DIRECTIVE 1: In the snowboard set-up thread, which binding brand does ---NT--- name as the exception to the rule against bindings without adjustable heel cups?
DIRECTIVE 2: Continue the snowboard set-up thread from the point at which it stops.

SOURCE PASSAGE:
# Advice on a New Set-up



## hanzosteel (Oct 7, 2009)

personally, i'd stay away from getting the channel/est set-up - u'll b jake's slave forever. u should get urself into a local shop and ask about other companies. it's not that burton makes crap, it's just that u'll save some money with lesser known brands like nitro who make equally good boards. y limit your options with channel/est? even burton's non-channel boards would be a better option. there are plenty of local shops around toronto - sanction, hogtown, boardzone, sign of the skier, etc.


----------



## ---NT--- (Oct 11, 2009)

My advice is to go into a lot of board shops. Look at as many as you can, talk to the shop workers (don't talk to reps!), pick the boards up and flex them and once you have a handful you're interested in start doing internet research to narrow it down even further, then make your final decision in-shop after another physical handling. If you can, once you've narrowed your selection down to 2-5 demo them (if your mountain has a demo shop that carries the boards you're looking at).
Over the years I've come up with some general rules for myself, over time you'll probably develop some guidelines that work for you. Mine are:
No Burton boards or bindings
No boards or bindings made by an apparel company.
No bindings without adjustable heel cups (Flow is the exception to this rule...I like them).
I prefer to buy from a smaller company that specializes in snowboarding (Mervin Mfg, Capita) rather than a mega-corp or ski manufacturer.


----------



## Mountainmenace (Sep 27, 2009)

---NT--- said:


> My advice is to go into a lot of board shops. Look at as many as you can, talk to the shop workers (don't talk to reps!), pick the boards up and flex them and once you have a handful you're interested in start doing internet research to narrow it down even further, then make your final decision in-shop after another physical handling. If you can, once you've narrowed your selection down to 2-5 demo them (if your mountain has a demo shop that carries the boards you're looking at).
> Over the years I've come up with some general rules for myself, over time you'll probably develop some guidelines that work for you. Mine are:
> No Burton boards or bindings
> No boards or bindings made by an apparel company.
> ...



this is good info that NT is giving 



THE JIB CRIB - THE WORLD'S BEST INDOOR SNOWBOARD RACK - Home


----------



## gjsnowboarder (Sep 1, 2009)

*Advice fo new-set-up*

First off don't listen to the comments that state to stay away from one company or another just because they are big or small. Instead focus on getting the gear that matches your style of riding.

By your post you wanted a set-up with quick response. In this case you will want to aim for boots and bindings that are higher in the stiffness scale.

From your post and name and previous board choice it appears you are of the female gender. In this case make sure your set-up is women specific. The flex patterns, stiffness of material, and postioning on the equipment is designed to work with women specific body geometry.

For boards look at these companies - Burton, Ride, Arbor, K2, or some local company in your area
For Bindings - Ride, Burton, Salomon
For Boots - Burton, Ride, Salomon, K2

I have friends that tried out other companies and these companies typically was the most common gear purchased.


----------



## ---NT--- (Oct 11, 2009)

gjsnowboarder said:


> First off don't listen to the comments that state to stay away from one company or another just because they are big or small.

Pointing dataset excerpts:
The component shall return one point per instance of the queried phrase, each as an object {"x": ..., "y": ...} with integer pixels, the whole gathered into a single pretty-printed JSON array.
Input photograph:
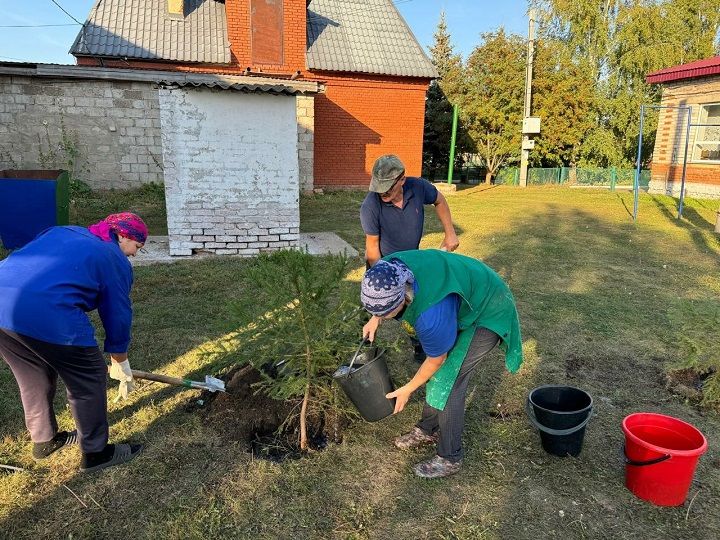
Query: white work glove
[{"x": 120, "y": 371}]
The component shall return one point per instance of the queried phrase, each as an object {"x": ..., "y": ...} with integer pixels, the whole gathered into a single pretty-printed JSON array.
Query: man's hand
[
  {"x": 450, "y": 242},
  {"x": 370, "y": 328},
  {"x": 401, "y": 395},
  {"x": 121, "y": 371}
]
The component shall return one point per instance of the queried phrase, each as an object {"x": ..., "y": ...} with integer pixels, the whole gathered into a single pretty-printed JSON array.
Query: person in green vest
[{"x": 459, "y": 309}]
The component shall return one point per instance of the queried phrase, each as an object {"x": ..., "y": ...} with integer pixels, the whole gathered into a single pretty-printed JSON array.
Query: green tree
[
  {"x": 442, "y": 93},
  {"x": 298, "y": 345},
  {"x": 492, "y": 105},
  {"x": 564, "y": 98}
]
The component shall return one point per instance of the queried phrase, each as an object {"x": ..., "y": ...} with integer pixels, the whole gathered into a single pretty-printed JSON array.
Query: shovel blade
[{"x": 214, "y": 384}]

EXPECTED OUTPUT 1: Flow.

EXPECTED OUTPUT 2:
Oh, but she should listen to comments about which companies to gravitate towards?



gjsnowboarder said:


> For boards look at these companies - Burton, Ride, Arbor, K2, or some local company in your area
> For Bindings - Ride, Burton, Salomon
> For Boots - Burton, Ride, Salomon, K2


BTW, I never told her to stay away from certain companies - I was giving examples of criteria that I've built for myself over the years. I'm perfectly willing to admit that Burton and K2 make some good products - but I'm not going to buy them for personal reasons. All purchases should be personal and not based on what's hyped or trendy. Choose what's right for you, not what someone else thinks is right for you.


----------



## Nivek (Jan 24, 2008)

Lots of people riding icy mountains are on Mervin and Neversummer. They both have very good grip on ice. Which one is better? That depends on who you ask. I could tell you what I prefer, but that wouldn't do you any good. So...

Boards I recommend are: NS Lotus-R, Gnu B-Pro, CAPiTA Midnight, K2 EcoPop, Nitro T1 womens, Arbor Push, Salomon Ivy, Ride Canvas

Bindings I like: Union Milans, Ride DVA, K2 Auto Agogo, Salomon Stella

Boots you'll just have to try on everything and anything you can find. Noone can tell you how your foot is going to fit in a boot. Choose whatever is most comfortable. Then make sure to bring your boots with you when you shop for bindings, make sure they fit well.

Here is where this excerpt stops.